***** GIVEN ENTRIES

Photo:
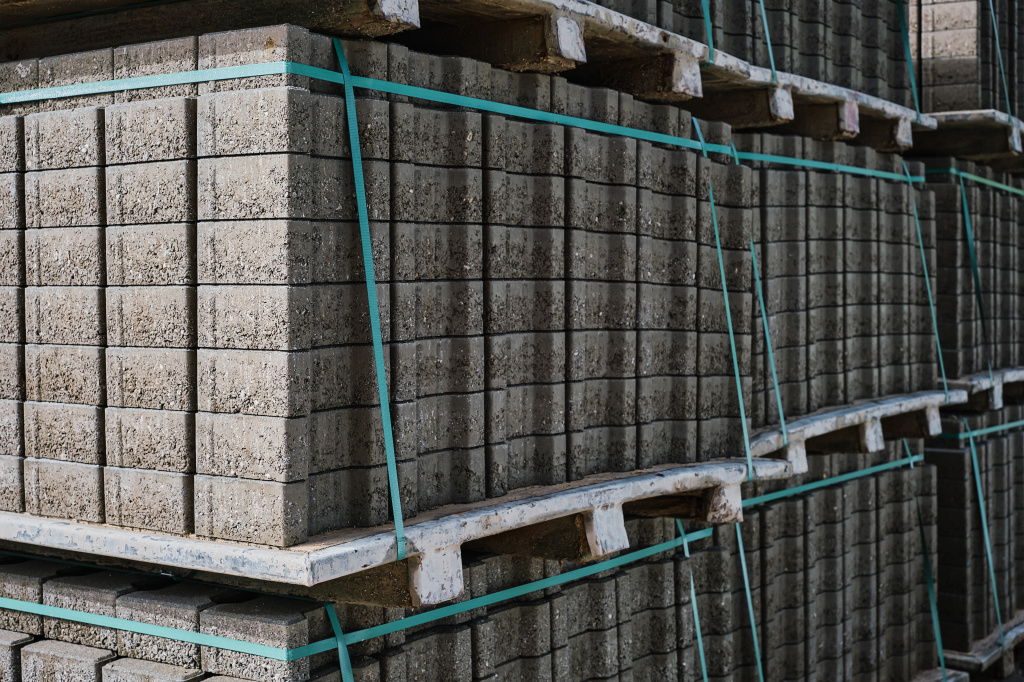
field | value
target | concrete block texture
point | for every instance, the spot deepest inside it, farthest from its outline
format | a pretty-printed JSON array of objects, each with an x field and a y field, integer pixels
[
  {"x": 151, "y": 193},
  {"x": 64, "y": 431},
  {"x": 152, "y": 316},
  {"x": 65, "y": 139},
  {"x": 72, "y": 315},
  {"x": 10, "y": 653},
  {"x": 64, "y": 489},
  {"x": 12, "y": 480},
  {"x": 65, "y": 198},
  {"x": 256, "y": 511},
  {"x": 148, "y": 500},
  {"x": 67, "y": 257},
  {"x": 24, "y": 581},
  {"x": 176, "y": 606},
  {"x": 151, "y": 378},
  {"x": 11, "y": 201},
  {"x": 151, "y": 255},
  {"x": 156, "y": 439},
  {"x": 128, "y": 670},
  {"x": 65, "y": 374},
  {"x": 91, "y": 593},
  {"x": 270, "y": 621},
  {"x": 150, "y": 130},
  {"x": 51, "y": 661}
]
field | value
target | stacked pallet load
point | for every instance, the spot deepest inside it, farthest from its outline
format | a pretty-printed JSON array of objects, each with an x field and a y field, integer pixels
[{"x": 426, "y": 356}]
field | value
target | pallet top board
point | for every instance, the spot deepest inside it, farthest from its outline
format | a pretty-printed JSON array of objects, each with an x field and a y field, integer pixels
[{"x": 577, "y": 521}]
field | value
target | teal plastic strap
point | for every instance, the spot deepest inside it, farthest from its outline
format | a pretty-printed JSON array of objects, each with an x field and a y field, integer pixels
[
  {"x": 709, "y": 29},
  {"x": 168, "y": 633},
  {"x": 984, "y": 431},
  {"x": 750, "y": 601},
  {"x": 771, "y": 53},
  {"x": 276, "y": 68},
  {"x": 341, "y": 640},
  {"x": 728, "y": 313},
  {"x": 975, "y": 178},
  {"x": 344, "y": 662},
  {"x": 969, "y": 236},
  {"x": 929, "y": 577},
  {"x": 827, "y": 482},
  {"x": 984, "y": 528},
  {"x": 904, "y": 30},
  {"x": 375, "y": 315},
  {"x": 693, "y": 604},
  {"x": 998, "y": 53},
  {"x": 928, "y": 286},
  {"x": 771, "y": 355},
  {"x": 529, "y": 588}
]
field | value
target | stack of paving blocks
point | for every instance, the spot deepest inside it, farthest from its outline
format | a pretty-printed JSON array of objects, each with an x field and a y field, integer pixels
[
  {"x": 960, "y": 64},
  {"x": 967, "y": 602},
  {"x": 855, "y": 44},
  {"x": 843, "y": 595},
  {"x": 545, "y": 315},
  {"x": 970, "y": 329},
  {"x": 825, "y": 282}
]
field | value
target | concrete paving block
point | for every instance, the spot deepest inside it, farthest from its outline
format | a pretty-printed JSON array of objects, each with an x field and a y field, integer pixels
[
  {"x": 11, "y": 483},
  {"x": 287, "y": 119},
  {"x": 175, "y": 606},
  {"x": 253, "y": 446},
  {"x": 151, "y": 255},
  {"x": 262, "y": 512},
  {"x": 151, "y": 130},
  {"x": 20, "y": 75},
  {"x": 151, "y": 378},
  {"x": 92, "y": 593},
  {"x": 54, "y": 662},
  {"x": 10, "y": 654},
  {"x": 259, "y": 45},
  {"x": 128, "y": 670},
  {"x": 254, "y": 382},
  {"x": 329, "y": 511},
  {"x": 64, "y": 489},
  {"x": 257, "y": 317},
  {"x": 157, "y": 439},
  {"x": 148, "y": 500},
  {"x": 11, "y": 372},
  {"x": 72, "y": 257},
  {"x": 62, "y": 431},
  {"x": 11, "y": 314},
  {"x": 24, "y": 581},
  {"x": 269, "y": 621},
  {"x": 11, "y": 143},
  {"x": 74, "y": 69},
  {"x": 164, "y": 56},
  {"x": 64, "y": 139},
  {"x": 151, "y": 316},
  {"x": 67, "y": 198},
  {"x": 11, "y": 428},
  {"x": 11, "y": 201},
  {"x": 65, "y": 315},
  {"x": 155, "y": 192},
  {"x": 285, "y": 254},
  {"x": 65, "y": 374},
  {"x": 287, "y": 185}
]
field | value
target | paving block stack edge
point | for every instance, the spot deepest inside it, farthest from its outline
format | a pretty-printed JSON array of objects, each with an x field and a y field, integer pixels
[{"x": 185, "y": 348}]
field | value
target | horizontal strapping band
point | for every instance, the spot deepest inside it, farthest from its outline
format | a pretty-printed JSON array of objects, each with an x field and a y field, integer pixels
[
  {"x": 434, "y": 614},
  {"x": 168, "y": 633},
  {"x": 976, "y": 178},
  {"x": 984, "y": 431},
  {"x": 281, "y": 68}
]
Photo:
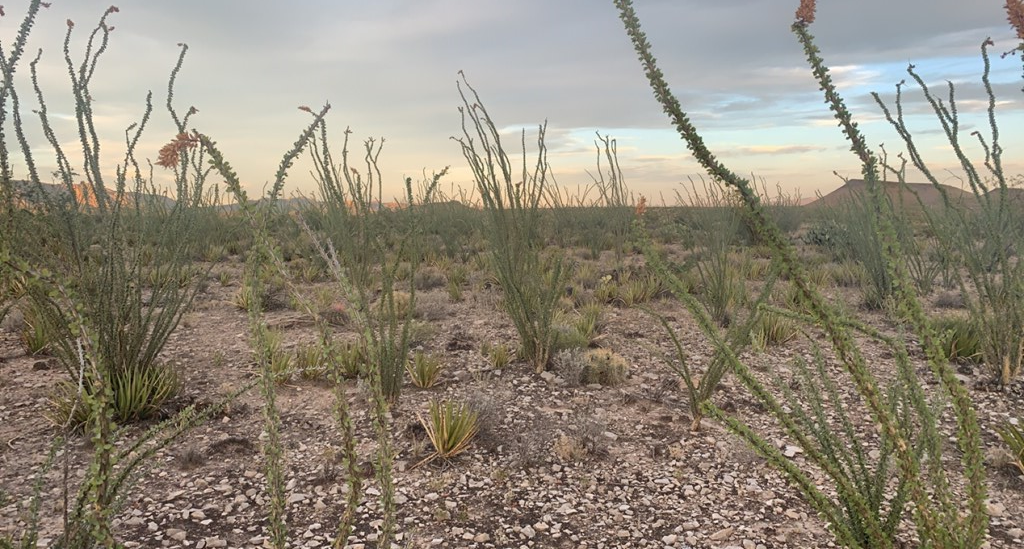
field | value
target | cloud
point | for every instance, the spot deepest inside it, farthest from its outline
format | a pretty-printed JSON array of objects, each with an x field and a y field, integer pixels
[
  {"x": 774, "y": 150},
  {"x": 389, "y": 69}
]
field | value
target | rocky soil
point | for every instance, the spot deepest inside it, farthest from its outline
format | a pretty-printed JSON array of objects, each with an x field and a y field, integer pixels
[{"x": 554, "y": 466}]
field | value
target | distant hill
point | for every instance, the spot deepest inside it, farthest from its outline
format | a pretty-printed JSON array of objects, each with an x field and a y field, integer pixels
[
  {"x": 28, "y": 193},
  {"x": 928, "y": 195}
]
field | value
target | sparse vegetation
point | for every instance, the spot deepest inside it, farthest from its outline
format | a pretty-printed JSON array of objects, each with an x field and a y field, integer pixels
[{"x": 651, "y": 321}]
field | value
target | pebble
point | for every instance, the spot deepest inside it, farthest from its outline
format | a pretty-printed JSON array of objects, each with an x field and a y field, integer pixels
[{"x": 723, "y": 534}]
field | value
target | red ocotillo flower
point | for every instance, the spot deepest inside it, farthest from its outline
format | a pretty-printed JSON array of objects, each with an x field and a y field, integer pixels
[
  {"x": 170, "y": 154},
  {"x": 1015, "y": 14},
  {"x": 805, "y": 13}
]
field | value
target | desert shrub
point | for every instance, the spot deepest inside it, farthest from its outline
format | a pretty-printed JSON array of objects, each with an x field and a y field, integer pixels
[
  {"x": 1013, "y": 436},
  {"x": 864, "y": 502},
  {"x": 960, "y": 338},
  {"x": 499, "y": 355},
  {"x": 773, "y": 329},
  {"x": 600, "y": 367},
  {"x": 311, "y": 361},
  {"x": 451, "y": 428},
  {"x": 531, "y": 281}
]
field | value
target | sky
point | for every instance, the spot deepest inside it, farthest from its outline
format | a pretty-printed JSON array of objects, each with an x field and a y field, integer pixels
[{"x": 388, "y": 69}]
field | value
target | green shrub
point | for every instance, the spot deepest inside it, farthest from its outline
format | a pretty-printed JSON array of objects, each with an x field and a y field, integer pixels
[
  {"x": 451, "y": 428},
  {"x": 862, "y": 501},
  {"x": 960, "y": 338},
  {"x": 531, "y": 282},
  {"x": 772, "y": 329},
  {"x": 1013, "y": 436}
]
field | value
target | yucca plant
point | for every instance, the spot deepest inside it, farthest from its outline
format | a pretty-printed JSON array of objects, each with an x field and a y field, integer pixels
[
  {"x": 773, "y": 329},
  {"x": 451, "y": 428}
]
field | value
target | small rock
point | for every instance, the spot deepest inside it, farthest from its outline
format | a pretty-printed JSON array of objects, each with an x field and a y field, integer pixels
[{"x": 723, "y": 534}]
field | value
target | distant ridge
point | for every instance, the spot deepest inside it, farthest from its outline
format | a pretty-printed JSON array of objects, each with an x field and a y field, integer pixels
[
  {"x": 927, "y": 194},
  {"x": 28, "y": 194}
]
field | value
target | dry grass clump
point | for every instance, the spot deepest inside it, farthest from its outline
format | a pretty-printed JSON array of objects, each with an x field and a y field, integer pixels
[{"x": 591, "y": 367}]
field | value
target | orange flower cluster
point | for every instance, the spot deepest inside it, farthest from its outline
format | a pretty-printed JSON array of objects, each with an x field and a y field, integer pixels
[
  {"x": 1015, "y": 13},
  {"x": 170, "y": 154},
  {"x": 805, "y": 13}
]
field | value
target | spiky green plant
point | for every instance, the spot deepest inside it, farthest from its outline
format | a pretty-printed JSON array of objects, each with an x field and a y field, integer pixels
[
  {"x": 939, "y": 517},
  {"x": 451, "y": 428},
  {"x": 531, "y": 281}
]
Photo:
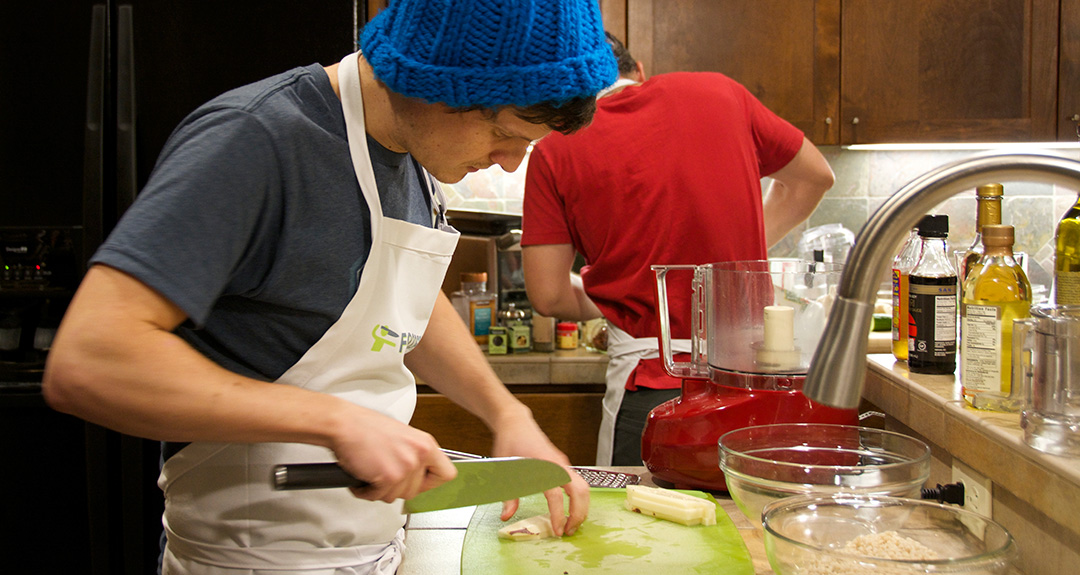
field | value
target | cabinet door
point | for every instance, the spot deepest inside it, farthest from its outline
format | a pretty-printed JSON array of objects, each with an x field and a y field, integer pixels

**********

• INSTRUCTIONS TO FOLLOW
Collect every line above that contains the word "paving", matching case exactly, and copy each one in full.

• WRITTEN RESPONSE
target | stack of paving blocks
target | concrete paving block
target | paving block stack edge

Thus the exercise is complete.